## Instruction
Render every line of the material below as a JSON list of strings, one string per line, with blank lines dropped. Leave the pictures out of the list.
· · · ·
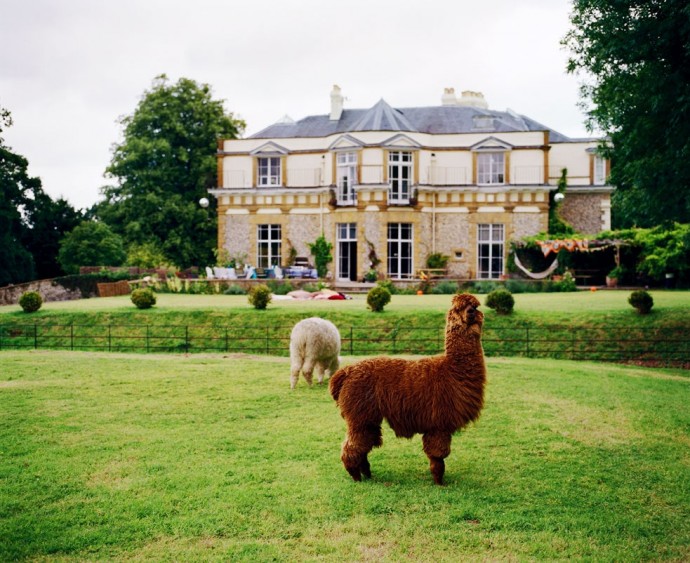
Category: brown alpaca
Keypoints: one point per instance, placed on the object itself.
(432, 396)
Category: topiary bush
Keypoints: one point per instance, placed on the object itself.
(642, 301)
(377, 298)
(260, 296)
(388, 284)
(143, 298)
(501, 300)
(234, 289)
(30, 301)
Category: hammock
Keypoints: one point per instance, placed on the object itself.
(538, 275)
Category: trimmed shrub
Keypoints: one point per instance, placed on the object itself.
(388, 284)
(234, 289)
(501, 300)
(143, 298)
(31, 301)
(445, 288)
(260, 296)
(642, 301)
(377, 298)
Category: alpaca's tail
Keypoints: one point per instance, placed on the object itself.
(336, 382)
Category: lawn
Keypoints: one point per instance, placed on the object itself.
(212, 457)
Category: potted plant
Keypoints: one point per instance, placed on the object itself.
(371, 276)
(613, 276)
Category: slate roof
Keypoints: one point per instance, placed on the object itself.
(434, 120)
· · · ·
## Correct output
[
  "Category: brown alpaca",
  "Keypoints: one point per instance, placed on the object itself.",
  "(432, 396)",
  "Category: topiary bush",
  "Keypoints: one point per instance, placed on the object itself.",
  "(642, 301)",
  "(377, 298)",
  "(260, 296)",
  "(388, 284)",
  "(143, 298)",
  "(501, 300)",
  "(234, 289)",
  "(30, 301)",
  "Category: hammock",
  "Keypoints: one point per instance, placed on the object itself.",
  "(538, 275)",
  "Category: trimmed shrub",
  "Keypoints: one point per instance, placed on the object itself.",
  "(388, 284)",
  "(234, 289)",
  "(501, 300)",
  "(143, 298)",
  "(31, 301)",
  "(445, 288)",
  "(260, 296)",
  "(642, 301)",
  "(377, 298)",
  "Category: alpaca's tail",
  "Keypoints: one point per instance, placed on the object itself.",
  "(336, 382)",
  "Category: lawn",
  "Keypoints: one point per instance, placed on the object itself.",
  "(212, 457)",
  "Category: potted plant",
  "Keypoints: one point per instance, placed on the object itself.",
  "(371, 276)",
  "(613, 276)",
  "Category: slate roof",
  "Keypoints: one point per instance, placed on the object itself.",
  "(434, 120)"
]